■ **ESTRATTO DEL DOCUMENTO**:
* * * *
Perché il linguaggio R risulta difficile da imparare?

Perché il linguaggio R risulta difficile da imparare?

Tempo addietro pubblicai un post sull'argomento ripromettendomi di tornarci su in un momento più tranquillo. Quel momento è arrivato.

Cosa è R

R è un ambiente e un linguaggio pensato per l'analisi statistica e la manipolazione dei dati a fini statistici. Ha una storia lunga oltre 25 anni che potrebbe essere estesa anche a mezzo secolo se si tiene conto anche della storia di S.

I suoi sviluppatori e la comunità che gli si è riunita intorno hanno concepito un linguaggio di programmazione piuttosto particolare, con caratteristiche e strutture dati peculiari.

Gli sviluppi più recenti stimolati dall'avvento di big data, data science e calcolo ad alte prestazioni hanno aggiunto ulteriori fattori di complessità o, meglio, di diversità.
* * * *
■ **Righe del dataset**:

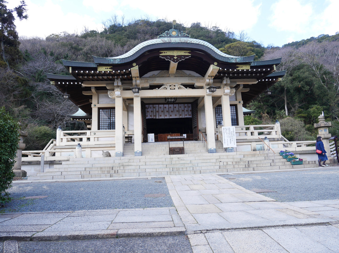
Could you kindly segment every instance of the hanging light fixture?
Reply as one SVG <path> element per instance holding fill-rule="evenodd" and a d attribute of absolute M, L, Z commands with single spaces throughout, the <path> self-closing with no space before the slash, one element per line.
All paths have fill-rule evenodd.
<path fill-rule="evenodd" d="M 217 88 L 218 87 L 213 85 L 213 76 L 211 76 L 209 77 L 211 78 L 211 86 L 208 86 L 207 89 L 208 90 L 208 92 L 213 93 L 217 91 Z"/>
<path fill-rule="evenodd" d="M 134 82 L 134 86 L 133 87 L 131 87 L 131 89 L 132 90 L 132 91 L 135 94 L 139 94 L 139 91 L 141 89 L 140 89 L 140 87 L 138 87 L 137 86 L 137 77 L 136 76 L 134 77 L 135 79 L 135 82 Z"/>
<path fill-rule="evenodd" d="M 266 90 L 266 91 L 265 92 L 265 95 L 267 95 L 267 96 L 269 96 L 270 95 L 272 94 L 272 91 L 268 89 Z"/>
<path fill-rule="evenodd" d="M 272 91 L 270 91 L 268 89 L 268 87 L 266 85 L 266 90 L 265 92 L 265 95 L 269 96 L 272 94 Z"/>
<path fill-rule="evenodd" d="M 165 98 L 165 102 L 166 103 L 175 103 L 176 101 L 176 97 L 166 97 Z"/>
<path fill-rule="evenodd" d="M 64 99 L 68 99 L 71 97 L 71 95 L 67 94 L 67 86 L 66 86 L 66 92 L 62 94 L 62 97 Z"/>

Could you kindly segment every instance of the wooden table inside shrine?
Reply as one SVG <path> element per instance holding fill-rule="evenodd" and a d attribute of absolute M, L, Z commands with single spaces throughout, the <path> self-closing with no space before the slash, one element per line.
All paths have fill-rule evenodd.
<path fill-rule="evenodd" d="M 185 145 L 184 143 L 185 139 L 186 138 L 185 136 L 177 136 L 167 137 L 167 139 L 168 141 L 168 149 L 170 155 L 184 155 L 185 154 Z M 172 147 L 170 146 L 170 142 L 172 140 L 182 140 L 182 147 Z M 177 143 L 177 142 L 176 142 Z"/>

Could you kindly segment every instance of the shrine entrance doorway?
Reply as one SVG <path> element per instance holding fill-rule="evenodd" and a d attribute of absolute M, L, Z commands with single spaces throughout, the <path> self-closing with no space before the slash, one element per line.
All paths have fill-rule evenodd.
<path fill-rule="evenodd" d="M 167 136 L 185 134 L 185 140 L 198 139 L 196 102 L 144 104 L 143 108 L 144 142 L 147 134 L 154 134 L 155 141 L 167 141 Z M 195 131 L 197 132 L 195 134 Z M 145 138 L 146 137 L 146 138 Z M 173 140 L 174 141 L 174 140 Z"/>

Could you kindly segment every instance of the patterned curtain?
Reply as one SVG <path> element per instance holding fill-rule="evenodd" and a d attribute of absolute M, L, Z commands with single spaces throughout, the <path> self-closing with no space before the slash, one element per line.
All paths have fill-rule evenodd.
<path fill-rule="evenodd" d="M 147 105 L 146 119 L 171 119 L 192 118 L 191 104 Z"/>

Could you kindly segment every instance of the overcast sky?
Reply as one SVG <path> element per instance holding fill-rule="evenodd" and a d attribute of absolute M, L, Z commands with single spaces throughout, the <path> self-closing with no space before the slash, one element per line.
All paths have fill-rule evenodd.
<path fill-rule="evenodd" d="M 7 0 L 13 8 L 20 0 Z M 112 16 L 125 20 L 166 19 L 189 26 L 218 26 L 264 46 L 281 46 L 293 41 L 339 31 L 338 0 L 25 0 L 29 16 L 16 21 L 19 36 L 45 38 L 63 31 L 80 34 L 86 27 L 101 31 Z M 161 31 L 163 32 L 164 31 Z"/>

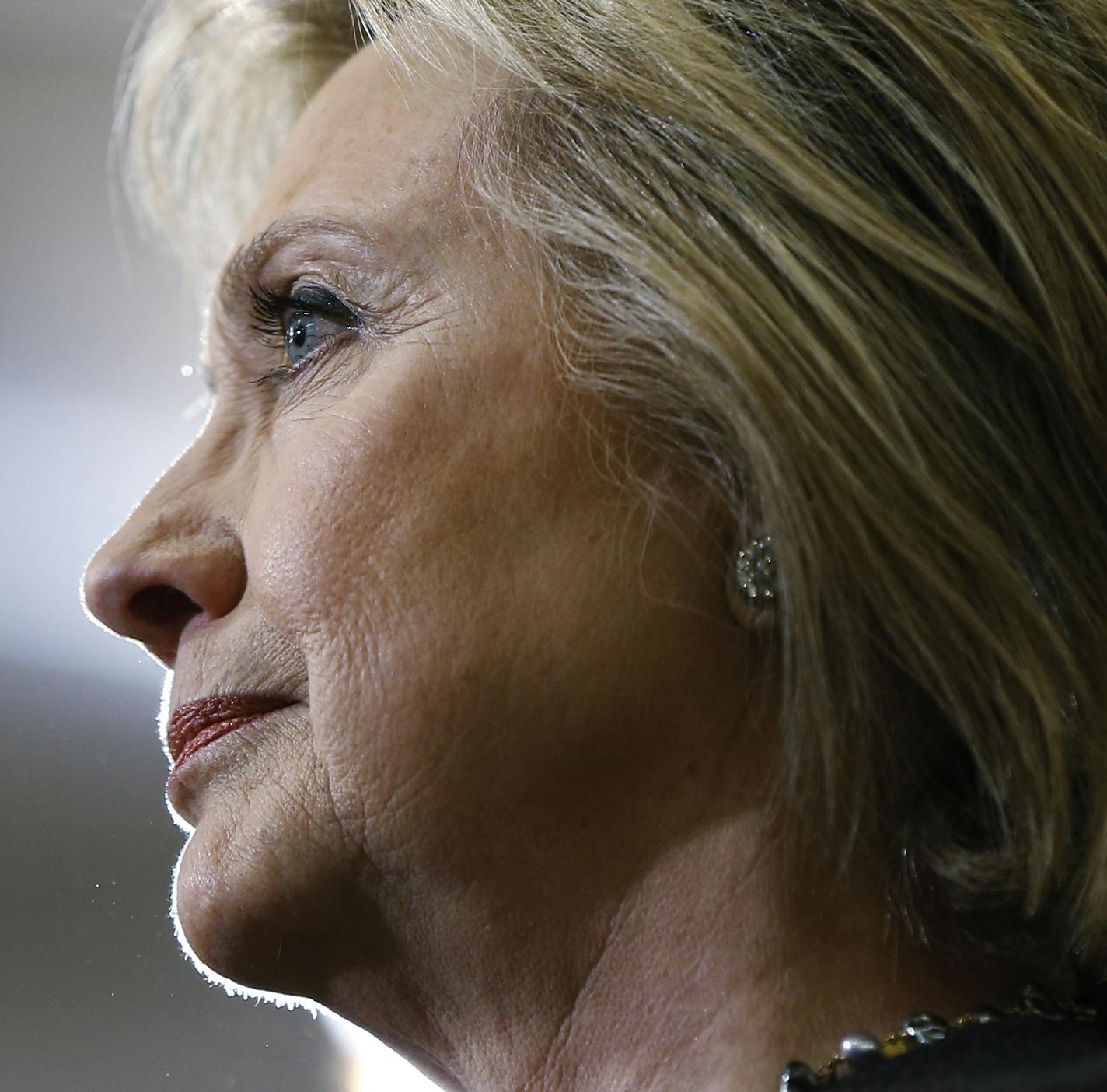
* * * *
■ **COSE DA FARE**:
1. Ricopia la parte del testo sul linguaggio R che si apre con le parole contenenti "Tempo addietro pubblicai" e si chiude con "storia di S.".
2. Scrivi il seguito del testo sul linguaggio R a partire dal punto in cui si interrompe.
I record non hanno alcun legame con il testo sul linguaggio R.

■ **RISPOSTE ALLE ATTIVITÀ**:
1.
Tempo addietro pubblicai un post sull'argomento ripromettendomi di tornarci su in un momento più tranquillo. Quel momento è arrivato.

Cosa è R

R è un ambiente e un linguaggio pensato per l'analisi statistica e la manipolazione dei dati a fini statistici. Ha una storia lunga oltre 25 anni che potrebbe essere estesa anche a mezzo secolo se si tiene conto anche della storia di S.

2.
Le difficoltà oggettive di apprendimento

Per iniziare R è un linguaggio di programmazione a tipizzazione debole che può compiere implicitamente conversioni di tipo durante la manipolazione dei dati. Le conversioni implicite di tipo possono causare problemi e risultati inattesi e, in generale, sono indice di disattenzione o superficialità. Nella maggior parte dei corsi introduttivi su R, tuttavia, sia la questione della tipizzazione debole (che in realtà è più un vantaggio che un problema nei linguaggi interpretati), sia il problema delle conversioni di tipo sono trattati molto superficialmente o non lo sono affatto.

In secondo luogo, R ha una sintassi piuttosto libera, soprattutto rispetto all’uso degli spazi, ed esistono varie linee guida stilistiche per la redazione degli script, ad esempio quella del {tidyverse}.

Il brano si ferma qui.